** BEGIN Data listing **

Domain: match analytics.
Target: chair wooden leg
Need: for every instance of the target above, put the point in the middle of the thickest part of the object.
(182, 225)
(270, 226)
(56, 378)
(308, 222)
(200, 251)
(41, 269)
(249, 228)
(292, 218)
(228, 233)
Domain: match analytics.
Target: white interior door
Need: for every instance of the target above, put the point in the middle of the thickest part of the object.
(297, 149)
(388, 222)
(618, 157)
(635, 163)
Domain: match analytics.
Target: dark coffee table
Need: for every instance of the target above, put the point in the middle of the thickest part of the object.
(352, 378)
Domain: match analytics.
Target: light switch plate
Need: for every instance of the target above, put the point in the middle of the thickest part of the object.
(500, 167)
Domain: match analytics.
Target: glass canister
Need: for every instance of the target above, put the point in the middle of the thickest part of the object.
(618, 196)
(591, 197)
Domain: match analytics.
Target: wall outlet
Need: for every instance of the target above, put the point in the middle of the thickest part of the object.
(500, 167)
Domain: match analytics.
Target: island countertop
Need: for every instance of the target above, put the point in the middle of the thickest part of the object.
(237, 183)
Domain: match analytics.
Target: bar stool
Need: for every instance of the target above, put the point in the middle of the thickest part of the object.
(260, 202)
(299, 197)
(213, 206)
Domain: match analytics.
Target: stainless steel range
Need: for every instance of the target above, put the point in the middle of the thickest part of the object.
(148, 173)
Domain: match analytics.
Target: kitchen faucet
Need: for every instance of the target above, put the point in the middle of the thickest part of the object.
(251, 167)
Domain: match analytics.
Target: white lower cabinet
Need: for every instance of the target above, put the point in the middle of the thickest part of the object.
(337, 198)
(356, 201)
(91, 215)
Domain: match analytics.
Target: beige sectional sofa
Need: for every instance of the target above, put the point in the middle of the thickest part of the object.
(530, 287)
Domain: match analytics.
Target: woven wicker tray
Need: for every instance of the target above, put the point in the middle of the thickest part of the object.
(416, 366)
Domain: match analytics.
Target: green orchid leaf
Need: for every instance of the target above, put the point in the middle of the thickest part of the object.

** END Data listing **

Tally the lines of the records containing the string "white" (case counts), and reply with only the number.

2